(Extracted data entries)
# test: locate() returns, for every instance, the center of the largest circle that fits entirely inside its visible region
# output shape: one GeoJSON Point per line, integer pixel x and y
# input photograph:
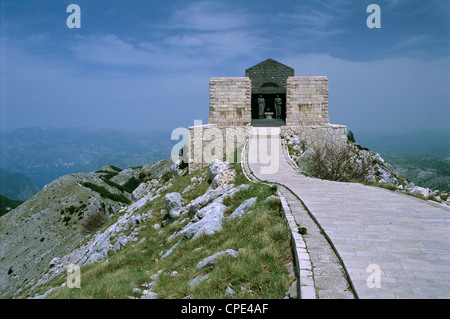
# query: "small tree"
{"type": "Point", "coordinates": [336, 163]}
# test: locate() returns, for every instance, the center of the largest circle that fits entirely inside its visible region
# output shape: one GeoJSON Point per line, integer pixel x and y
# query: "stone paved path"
{"type": "Point", "coordinates": [378, 234]}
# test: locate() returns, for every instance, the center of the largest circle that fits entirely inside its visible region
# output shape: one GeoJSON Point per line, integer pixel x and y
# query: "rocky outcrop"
{"type": "Point", "coordinates": [174, 205]}
{"type": "Point", "coordinates": [47, 225]}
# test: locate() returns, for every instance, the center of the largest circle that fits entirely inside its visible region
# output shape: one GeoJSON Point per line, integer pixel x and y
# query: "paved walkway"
{"type": "Point", "coordinates": [391, 245]}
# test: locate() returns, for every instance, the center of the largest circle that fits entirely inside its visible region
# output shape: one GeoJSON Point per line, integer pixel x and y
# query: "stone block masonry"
{"type": "Point", "coordinates": [211, 141]}
{"type": "Point", "coordinates": [307, 100]}
{"type": "Point", "coordinates": [230, 101]}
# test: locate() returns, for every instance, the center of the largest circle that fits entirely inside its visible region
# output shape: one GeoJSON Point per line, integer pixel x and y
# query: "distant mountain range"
{"type": "Point", "coordinates": [44, 154]}
{"type": "Point", "coordinates": [422, 157]}
{"type": "Point", "coordinates": [17, 186]}
{"type": "Point", "coordinates": [423, 143]}
{"type": "Point", "coordinates": [41, 155]}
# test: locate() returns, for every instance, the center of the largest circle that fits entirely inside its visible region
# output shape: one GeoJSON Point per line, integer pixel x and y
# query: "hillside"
{"type": "Point", "coordinates": [7, 205]}
{"type": "Point", "coordinates": [55, 221]}
{"type": "Point", "coordinates": [180, 236]}
{"type": "Point", "coordinates": [45, 154]}
{"type": "Point", "coordinates": [17, 186]}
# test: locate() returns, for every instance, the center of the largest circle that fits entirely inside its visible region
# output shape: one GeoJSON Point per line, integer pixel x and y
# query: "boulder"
{"type": "Point", "coordinates": [211, 218]}
{"type": "Point", "coordinates": [243, 209]}
{"type": "Point", "coordinates": [174, 204]}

▶ [Aim of the exercise] Output every entry exactly as given; pictures are not part of the copy.

▶ [Completed task]
# test: locate() returns, for every instance, the center of the largest circle that fits entirely inside its visible region
# output shape: one GeoJSON Point per line, integer pixel x and y
# input photograph:
# query: "small tree"
{"type": "Point", "coordinates": [336, 163]}
# test: locate() returns, for every instance, the center of the largest circle that fits entirely inside its visible region
# output shape: one GeoJSON Point per line, integer pixel x and y
# query: "stone paved path"
{"type": "Point", "coordinates": [378, 234]}
# test: locate() returns, for every instance, the center of the largest circle that fits entirely inside its visible region
# output shape: one GeoJSON Point per line, integer pixel x and y
# query: "rocky outcrop"
{"type": "Point", "coordinates": [174, 205]}
{"type": "Point", "coordinates": [47, 225]}
# test: locate() returns, for every instance, the center of the largest circle that fits entirely inside its visible region
# output shape: one GeoJSON Point per line, integer pixel x and y
# query: "paved walkway"
{"type": "Point", "coordinates": [391, 245]}
# test: locate() returns, for every instance, the center of the largest circle that fits entirely inside its visible region
# output shape: one GeoJSON Point per line, integer pixel x and y
# query: "stone block masonry"
{"type": "Point", "coordinates": [211, 141]}
{"type": "Point", "coordinates": [307, 100]}
{"type": "Point", "coordinates": [230, 101]}
# test: locate() returns, for every instance, the center of the largest circle that fits entirely inside its visible region
# output shape: one GeoJSON Point per line, integer pixel x and y
# query: "distant mountain range"
{"type": "Point", "coordinates": [44, 154]}
{"type": "Point", "coordinates": [422, 157]}
{"type": "Point", "coordinates": [17, 186]}
{"type": "Point", "coordinates": [423, 143]}
{"type": "Point", "coordinates": [41, 155]}
# test: locate() returns, for every instance, the center of the largest circle that fits entirely inside its visible region
# output shape: one GeoJSON Point per line, integer pixel x and y
# query: "hillside"
{"type": "Point", "coordinates": [7, 205]}
{"type": "Point", "coordinates": [55, 221]}
{"type": "Point", "coordinates": [180, 236]}
{"type": "Point", "coordinates": [45, 154]}
{"type": "Point", "coordinates": [17, 186]}
# test: locate() returns, for every instance, the center of the largest circle that fits entirely inside its visible region
# output shape: one GeoJSON Point per line, integer pixel x and y
# query: "boulder"
{"type": "Point", "coordinates": [211, 218]}
{"type": "Point", "coordinates": [243, 209]}
{"type": "Point", "coordinates": [174, 204]}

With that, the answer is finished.